Nasza Loteria SR - pasek na kartach artykułów

Najlepszy mikst świata

Hubert Zdankiewicz
Agnieszka Radwańska i Jerzy Janowicz zdobyli Puchar Hopmana. W finale pokonali 2:1 USA. Oboje zagrają teraz na turnieju w Sydney.

To nie jest co prawda tytuł rangi WTA ani ATP, ale dla nas to wielkie zwycięstwo. Doda nam dużo pewności siebie przed kolejnymi turniejami - mówiła Agnieszka Radwańska na konferencji prasowej po zwycięskim dla Polski finale Pucharu Hopmana.

Nic dodać, nic ująć - zawody w australijskim Perth to co prawda nieoficjalne mistrzostwa świata (par mieszanych), a wyniki nie są odnotowywane w rankingach WTA i ATP. Są jednak prestiżową imprezą, w przeszłości (pierwsza edycja odbyła się w 1989 roku) grały tu i wygrywały m.in. takie gwiazdy, jak Monica Seles, Steffi Graf, Boris Becker, Goran Ivanisević, Martina Hingis czy Roger Federer (choć on akurat jako wschodząca gwiazda).

_Polecenie 1_.
Proszę odszukać w rekordach wszystkie wiersze zawierające słowo „white” i przepisać je w całości. Wielkość liter ma znaczenie.

_Materiał_.
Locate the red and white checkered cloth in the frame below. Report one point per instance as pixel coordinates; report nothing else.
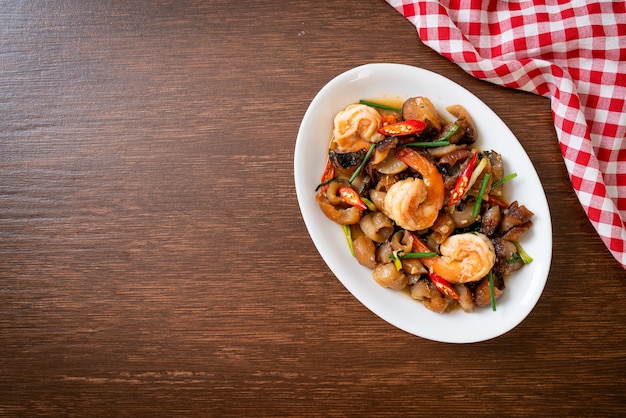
(573, 52)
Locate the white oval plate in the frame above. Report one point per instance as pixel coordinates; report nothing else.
(379, 81)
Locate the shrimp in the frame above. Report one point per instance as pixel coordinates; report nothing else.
(356, 128)
(414, 203)
(464, 257)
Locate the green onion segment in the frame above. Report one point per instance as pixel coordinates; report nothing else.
(360, 167)
(481, 193)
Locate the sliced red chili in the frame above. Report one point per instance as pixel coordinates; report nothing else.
(462, 184)
(351, 197)
(443, 286)
(388, 119)
(406, 127)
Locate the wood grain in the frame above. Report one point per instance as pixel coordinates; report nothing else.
(153, 260)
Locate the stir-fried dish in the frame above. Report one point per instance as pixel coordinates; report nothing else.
(421, 206)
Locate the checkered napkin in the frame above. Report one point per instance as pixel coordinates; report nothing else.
(573, 52)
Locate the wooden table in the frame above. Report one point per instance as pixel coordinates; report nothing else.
(153, 260)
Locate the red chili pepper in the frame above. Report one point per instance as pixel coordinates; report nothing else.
(388, 119)
(407, 127)
(351, 197)
(443, 286)
(328, 174)
(462, 184)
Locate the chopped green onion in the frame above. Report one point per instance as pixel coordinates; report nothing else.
(428, 144)
(503, 179)
(477, 172)
(360, 167)
(325, 183)
(348, 233)
(450, 132)
(492, 292)
(396, 259)
(370, 205)
(481, 193)
(527, 259)
(380, 106)
(415, 255)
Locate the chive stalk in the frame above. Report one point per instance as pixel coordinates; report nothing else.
(360, 167)
(481, 193)
(396, 260)
(348, 234)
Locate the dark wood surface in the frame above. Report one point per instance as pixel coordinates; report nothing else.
(153, 260)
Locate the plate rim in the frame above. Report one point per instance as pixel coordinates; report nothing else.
(364, 72)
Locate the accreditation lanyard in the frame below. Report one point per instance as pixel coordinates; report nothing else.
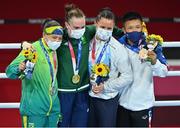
(79, 53)
(101, 53)
(49, 62)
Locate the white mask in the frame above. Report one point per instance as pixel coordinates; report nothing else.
(53, 44)
(103, 34)
(77, 33)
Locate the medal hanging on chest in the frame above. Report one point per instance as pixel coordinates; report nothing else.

_Polecenie 2_.
Proszę rozwinąć artykuł o zwycięstwie Agnieszki Radwańskiej i Jerzego Janowicza w Pucharze Hopmana, pisząc jego dalszy ciąg po ostatnim zdaniu.

_Odpowiedź 1_.
Locate the red and white checkered cloth in the frame below. Report one point per instance as pixel coordinates; report nothing else.
Locate the white oval plate in the frame above. Report one point per instance as pixel coordinates; report nothing else.
Locate the white mask in the frame above. Report one point per instance as pixel coordinates; report nothing else.

_Odpowiedź 2_.
Serena Williams triumfowała nawet dwa razy - w 2003 roku z Jamesem Blake'm i pięć lat później z Mardy'm Fishem. Absolutnie nie można więc mówić, że najlepsza tenisistka świata nie zagrała w Perth na sto procent swoich możliwości. Chciała wygrać, najlepiej świadczy o tym złamana przez nią rakieta w trakcie miksta i awantura o jedną ze spornych piłek (przyznana początkowo Polakom).

- Jesteś kłamczuchą - krzyczała do sędziny.

Tym bardziej trzeba docenić sukces Radwańskiej, która pokonała ją w otwierającym finał meczu singlowym pań. Polka wygrała w trzech setach 6:4, 6:7(3-7), 6:1. Mogła nawet wygrać w dwóch, ale prowadząc 6:4, 5:4, przegrała do zera swojego gema serwisowego i uległa Amerykance w tie-breaku.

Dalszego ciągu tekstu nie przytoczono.